Reproduce the material without any change, starting with the line that contains "of the brown" and going on through the line that contains "[[580, 624], [979, 421]]", both included.
####
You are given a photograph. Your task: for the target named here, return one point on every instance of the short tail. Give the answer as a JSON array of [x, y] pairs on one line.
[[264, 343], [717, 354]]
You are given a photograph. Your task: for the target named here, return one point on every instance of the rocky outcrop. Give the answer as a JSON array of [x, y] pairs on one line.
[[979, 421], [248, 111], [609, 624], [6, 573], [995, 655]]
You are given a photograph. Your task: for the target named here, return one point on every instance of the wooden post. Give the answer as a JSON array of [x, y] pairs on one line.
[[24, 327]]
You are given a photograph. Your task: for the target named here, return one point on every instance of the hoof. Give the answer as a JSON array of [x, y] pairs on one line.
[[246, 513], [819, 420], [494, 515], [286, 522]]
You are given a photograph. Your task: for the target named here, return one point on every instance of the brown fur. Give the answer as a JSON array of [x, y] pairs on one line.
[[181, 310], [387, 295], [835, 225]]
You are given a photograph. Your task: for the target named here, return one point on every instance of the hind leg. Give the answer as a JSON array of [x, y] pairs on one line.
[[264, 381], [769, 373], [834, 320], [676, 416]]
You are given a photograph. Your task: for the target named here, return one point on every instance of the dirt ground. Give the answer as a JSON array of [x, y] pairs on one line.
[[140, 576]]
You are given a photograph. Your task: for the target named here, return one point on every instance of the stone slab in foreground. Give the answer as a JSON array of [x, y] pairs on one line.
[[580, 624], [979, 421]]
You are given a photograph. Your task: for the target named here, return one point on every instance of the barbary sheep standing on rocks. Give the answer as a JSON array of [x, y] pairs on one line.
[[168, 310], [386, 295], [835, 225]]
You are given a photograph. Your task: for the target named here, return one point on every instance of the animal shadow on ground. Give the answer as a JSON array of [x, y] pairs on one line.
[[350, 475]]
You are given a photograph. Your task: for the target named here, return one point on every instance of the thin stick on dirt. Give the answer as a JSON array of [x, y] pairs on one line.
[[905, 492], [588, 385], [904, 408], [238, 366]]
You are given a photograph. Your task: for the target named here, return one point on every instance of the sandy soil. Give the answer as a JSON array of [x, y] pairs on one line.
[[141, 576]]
####
▶ [Result of the task]:
You are given a photograph. Your task: for the target named here, return one point on every instance of the brown fur. Give the answer as a JSON array of [x, y] pairs on one line.
[[181, 310], [387, 295], [835, 225]]
You are given a photograph. Your task: for the target named here, return one point on every instance of the hind leg. Give the answer as a JSON array of [x, y] pairs on one line.
[[264, 381], [769, 373], [834, 320], [676, 416]]
You are given a photograph. Your task: for the target named here, return one point on every instance of the dirt ground. Give the answer as a JSON array of [x, y] pairs on one line.
[[140, 576]]
You are given a photograph. Your task: for the target named here, return one point on every instance of the stone slab in foreground. Give the answer as a JSON array of [x, y] pairs on one line.
[[580, 624], [979, 421]]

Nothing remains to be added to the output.